WHAT IS REQUIRED | Copy out every line exactly as given.

INPUT DATA |
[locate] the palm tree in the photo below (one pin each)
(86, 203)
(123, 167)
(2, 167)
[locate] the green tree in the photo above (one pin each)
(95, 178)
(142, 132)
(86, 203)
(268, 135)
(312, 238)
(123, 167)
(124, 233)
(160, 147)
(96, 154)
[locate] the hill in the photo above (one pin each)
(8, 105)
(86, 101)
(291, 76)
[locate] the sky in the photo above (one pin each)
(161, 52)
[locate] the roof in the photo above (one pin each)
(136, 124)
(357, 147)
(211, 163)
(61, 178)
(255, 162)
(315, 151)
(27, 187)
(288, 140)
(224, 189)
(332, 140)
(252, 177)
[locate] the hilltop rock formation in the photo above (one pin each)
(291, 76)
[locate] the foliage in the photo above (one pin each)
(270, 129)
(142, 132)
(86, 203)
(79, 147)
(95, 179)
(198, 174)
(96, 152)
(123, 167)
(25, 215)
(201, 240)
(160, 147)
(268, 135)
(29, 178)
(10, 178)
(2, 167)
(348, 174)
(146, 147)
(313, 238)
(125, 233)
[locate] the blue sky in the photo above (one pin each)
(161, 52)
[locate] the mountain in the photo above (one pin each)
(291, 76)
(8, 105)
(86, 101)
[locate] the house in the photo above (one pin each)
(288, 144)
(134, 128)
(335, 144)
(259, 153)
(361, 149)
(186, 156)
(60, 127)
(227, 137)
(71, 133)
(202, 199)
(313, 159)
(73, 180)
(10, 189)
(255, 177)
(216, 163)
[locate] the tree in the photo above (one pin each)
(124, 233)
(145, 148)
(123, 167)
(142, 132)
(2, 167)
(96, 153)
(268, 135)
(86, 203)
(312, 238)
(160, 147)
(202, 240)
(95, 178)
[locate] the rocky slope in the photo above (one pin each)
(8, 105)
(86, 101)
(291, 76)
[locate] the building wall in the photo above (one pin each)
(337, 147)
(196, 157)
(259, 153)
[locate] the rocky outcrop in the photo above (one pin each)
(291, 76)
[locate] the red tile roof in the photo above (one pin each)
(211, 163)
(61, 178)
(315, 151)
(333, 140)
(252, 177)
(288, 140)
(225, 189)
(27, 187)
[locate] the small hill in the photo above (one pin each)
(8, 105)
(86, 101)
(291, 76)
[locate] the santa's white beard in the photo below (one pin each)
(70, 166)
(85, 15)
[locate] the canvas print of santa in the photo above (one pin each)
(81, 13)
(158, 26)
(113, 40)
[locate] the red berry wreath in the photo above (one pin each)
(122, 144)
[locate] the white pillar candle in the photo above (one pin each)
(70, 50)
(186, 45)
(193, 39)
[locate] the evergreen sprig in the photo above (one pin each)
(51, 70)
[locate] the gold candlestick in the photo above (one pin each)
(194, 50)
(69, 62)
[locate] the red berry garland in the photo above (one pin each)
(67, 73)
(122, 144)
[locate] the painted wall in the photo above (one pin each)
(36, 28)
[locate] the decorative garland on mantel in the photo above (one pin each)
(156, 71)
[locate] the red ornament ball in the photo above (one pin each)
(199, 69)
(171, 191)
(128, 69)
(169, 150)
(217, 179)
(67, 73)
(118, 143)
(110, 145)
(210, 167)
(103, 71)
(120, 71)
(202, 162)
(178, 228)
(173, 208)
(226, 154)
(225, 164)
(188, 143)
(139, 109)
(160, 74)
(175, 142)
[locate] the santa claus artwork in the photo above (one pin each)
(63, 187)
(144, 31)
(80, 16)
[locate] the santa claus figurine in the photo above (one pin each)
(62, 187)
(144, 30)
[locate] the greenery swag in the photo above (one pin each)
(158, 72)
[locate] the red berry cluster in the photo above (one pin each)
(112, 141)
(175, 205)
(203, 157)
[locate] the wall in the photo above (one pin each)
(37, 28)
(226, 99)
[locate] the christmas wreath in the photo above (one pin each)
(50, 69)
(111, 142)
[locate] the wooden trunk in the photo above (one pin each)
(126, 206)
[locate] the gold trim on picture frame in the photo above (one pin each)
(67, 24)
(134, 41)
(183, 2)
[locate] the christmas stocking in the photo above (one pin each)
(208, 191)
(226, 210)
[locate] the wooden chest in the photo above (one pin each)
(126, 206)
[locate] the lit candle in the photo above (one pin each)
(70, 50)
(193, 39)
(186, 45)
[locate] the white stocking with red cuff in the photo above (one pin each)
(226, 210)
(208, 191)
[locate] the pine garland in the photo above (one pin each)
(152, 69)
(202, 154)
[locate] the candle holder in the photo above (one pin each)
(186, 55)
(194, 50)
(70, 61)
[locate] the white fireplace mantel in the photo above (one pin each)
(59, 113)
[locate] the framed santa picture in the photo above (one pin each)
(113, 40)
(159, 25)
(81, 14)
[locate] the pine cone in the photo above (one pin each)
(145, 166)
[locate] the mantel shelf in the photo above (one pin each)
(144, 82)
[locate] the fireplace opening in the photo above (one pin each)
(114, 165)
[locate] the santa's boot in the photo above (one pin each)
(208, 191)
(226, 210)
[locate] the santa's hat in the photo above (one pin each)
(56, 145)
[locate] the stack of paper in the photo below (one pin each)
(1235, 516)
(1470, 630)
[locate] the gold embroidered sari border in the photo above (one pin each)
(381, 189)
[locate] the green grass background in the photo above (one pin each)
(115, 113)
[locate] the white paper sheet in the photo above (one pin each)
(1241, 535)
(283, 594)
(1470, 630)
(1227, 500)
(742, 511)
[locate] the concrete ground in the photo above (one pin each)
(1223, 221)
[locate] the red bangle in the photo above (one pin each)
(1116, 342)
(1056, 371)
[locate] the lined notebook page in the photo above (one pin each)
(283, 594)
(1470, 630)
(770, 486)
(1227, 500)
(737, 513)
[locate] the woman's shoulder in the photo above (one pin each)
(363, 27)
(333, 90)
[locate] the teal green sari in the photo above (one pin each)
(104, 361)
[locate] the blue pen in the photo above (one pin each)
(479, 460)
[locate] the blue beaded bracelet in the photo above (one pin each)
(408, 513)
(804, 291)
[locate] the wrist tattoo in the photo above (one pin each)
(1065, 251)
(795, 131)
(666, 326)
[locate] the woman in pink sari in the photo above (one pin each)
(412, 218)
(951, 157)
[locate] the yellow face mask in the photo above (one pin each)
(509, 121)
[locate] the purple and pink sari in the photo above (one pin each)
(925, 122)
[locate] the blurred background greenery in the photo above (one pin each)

WRITTEN SOLUTION |
[locate] the palm tree in the photo below (one pin each)
(86, 203)
(123, 167)
(2, 167)
[locate] the green tree in the photo above (one pin each)
(95, 178)
(142, 132)
(86, 203)
(268, 135)
(312, 238)
(123, 167)
(124, 233)
(160, 147)
(96, 154)
[locate] the hill in the photo above (one pin each)
(8, 105)
(86, 101)
(291, 76)
[locate] the sky in the photo above (one pin each)
(161, 52)
[locate] the roof in the photo above (one pin each)
(136, 124)
(357, 147)
(211, 163)
(61, 178)
(255, 162)
(315, 151)
(27, 187)
(288, 140)
(224, 189)
(332, 140)
(252, 177)
[locate] the hilltop rock formation in the photo above (one pin each)
(291, 76)
[locate] the foliage in the photo above (one pin each)
(270, 129)
(142, 132)
(86, 203)
(79, 147)
(95, 179)
(198, 174)
(96, 152)
(123, 167)
(25, 215)
(201, 240)
(160, 147)
(268, 135)
(29, 178)
(10, 178)
(2, 167)
(348, 174)
(146, 147)
(313, 238)
(125, 233)
[locate] the blue sky in the photo above (one pin each)
(161, 52)
[locate] the mountain in the photo above (one pin each)
(291, 76)
(8, 105)
(86, 101)
[locate] the house in the photo above (one pin each)
(288, 144)
(134, 128)
(335, 144)
(259, 153)
(361, 149)
(186, 156)
(60, 127)
(227, 137)
(71, 133)
(202, 199)
(313, 159)
(73, 180)
(10, 189)
(255, 177)
(216, 163)
[locate] the tree in the photo above (one pin each)
(124, 233)
(145, 148)
(123, 167)
(142, 132)
(2, 167)
(96, 153)
(268, 135)
(86, 203)
(312, 238)
(160, 147)
(202, 240)
(95, 178)
[locate] the rocky slope in the photo above (one pin each)
(8, 105)
(86, 101)
(291, 76)
[locate] the building wall in the photo above (one pin each)
(337, 147)
(196, 157)
(259, 153)
[locate] the rocky outcrop in the photo above (one pin each)
(291, 76)
[locate] the red tile roof in the photo above (one pin each)
(211, 163)
(61, 178)
(315, 151)
(333, 140)
(252, 177)
(288, 140)
(225, 189)
(27, 187)
[locate] the small hill in the photo above (one pin each)
(8, 105)
(86, 101)
(291, 76)
[locate] the santa's white beard in the photo below (one pin each)
(70, 166)
(85, 15)
[locate] the canvas print of santa in the photo above (one pin each)
(81, 13)
(158, 26)
(113, 40)
[locate] the red berry wreath in the photo above (one pin each)
(122, 144)
[locate] the white pillar candle in the photo above (one pin each)
(70, 50)
(186, 45)
(193, 39)
[locate] the evergreen sprig in the photo above (one pin each)
(51, 70)
[locate] the gold candlestick in the photo above (one pin each)
(194, 50)
(69, 62)
[locate] the red berry garland in the photo above (one pin each)
(67, 73)
(122, 144)
[locate] the painted wall in the photo above (one pin each)
(36, 28)
[locate] the decorative garland on mantel in the photo above (one pin each)
(156, 71)
[locate] the red ornament ball in the photo above (one pin each)
(199, 69)
(171, 191)
(128, 69)
(169, 150)
(217, 179)
(67, 73)
(118, 143)
(110, 145)
(210, 167)
(103, 71)
(120, 71)
(202, 162)
(178, 228)
(173, 208)
(226, 154)
(225, 164)
(188, 143)
(139, 109)
(160, 74)
(175, 142)
[locate] the santa claus artwork in the photo above (one pin each)
(63, 187)
(144, 31)
(80, 16)
[locate] the santa claus figurine in the photo above (one pin each)
(62, 187)
(144, 30)
[locate] the greenery swag in the photo above (one pin each)
(158, 72)
[locate] the red berry cluster in the photo above (one pin each)
(112, 141)
(175, 205)
(203, 157)
[locate] the wall in the photo above (one pin each)
(37, 28)
(226, 99)
[locate] the christmas wreath in the photo above (one pin each)
(50, 69)
(111, 142)
[locate] the wooden trunk in the photo above (one pin each)
(126, 206)
[locate] the gold trim on picture frame in the photo above (one pin each)
(67, 24)
(134, 41)
(183, 2)
[locate] the christmas stocking in the photo above (one pin each)
(208, 191)
(226, 210)
[locate] the wooden chest in the photo above (one pin each)
(126, 206)
[locate] the lit candle in the photo above (one pin each)
(70, 50)
(193, 39)
(186, 45)
[locate] the white stocking with red cuff in the photo above (one pin each)
(226, 210)
(208, 191)
[locate] the pine garland in the photo above (one pin each)
(152, 69)
(202, 154)
[locate] the candle holder in the photo above (one pin each)
(186, 55)
(194, 50)
(70, 61)
[locate] the white fireplace mantel in the photo above (one pin each)
(59, 113)
[locate] the framed santa picture in the photo above (one pin each)
(113, 40)
(159, 25)
(81, 14)
[locate] the pine cone in the photo above (one pin each)
(145, 166)
[locate] the mantel shelf in the photo above (one pin each)
(144, 82)
[locate] the fireplace opening in the photo above (one pin each)
(114, 165)
[locate] the santa's boot in the photo above (one pin each)
(208, 191)
(226, 210)
[locate] the santa's hat in the photo above (one pin each)
(56, 145)
[locate] the stack of paper in the photo below (one pin each)
(1235, 516)
(1470, 630)
[locate] the gold embroidered sari border in the photo above (one pin each)
(381, 189)
[locate] the green grass background in the photo above (one pin each)
(115, 113)
[locate] the white paper sheet in the photo above (one pin each)
(1241, 535)
(283, 594)
(1470, 630)
(1227, 500)
(742, 511)
[locate] the concrete ground in the photo above (one pin each)
(1223, 221)
[locate] the red bangle in the photo above (one pin each)
(1116, 342)
(1056, 371)
[locate] the lined notebook page in the photo above (one pin each)
(283, 594)
(1470, 630)
(770, 486)
(1227, 500)
(737, 513)
[locate] the woman's shoulder in the photo above (one pin each)
(363, 27)
(333, 90)
[locate] the teal green sari in the photo above (one pin each)
(104, 361)
[locate] the blue pen in the photo above (one pin each)
(479, 460)
[locate] the blue beaded bracelet in the photo above (one pin each)
(408, 513)
(804, 291)
[locate] the wrist tattoo in the photo above (one pin each)
(1065, 251)
(795, 131)
(666, 326)
[locate] the woman in pink sari in the photo above (one pin each)
(412, 218)
(951, 157)
[locate] the yellow face mask in the photo above (one pin each)
(509, 121)
[locate] the purple and pink sari in the photo above (one pin each)
(925, 122)
[locate] the blurred background greenery in the photo above (one pin each)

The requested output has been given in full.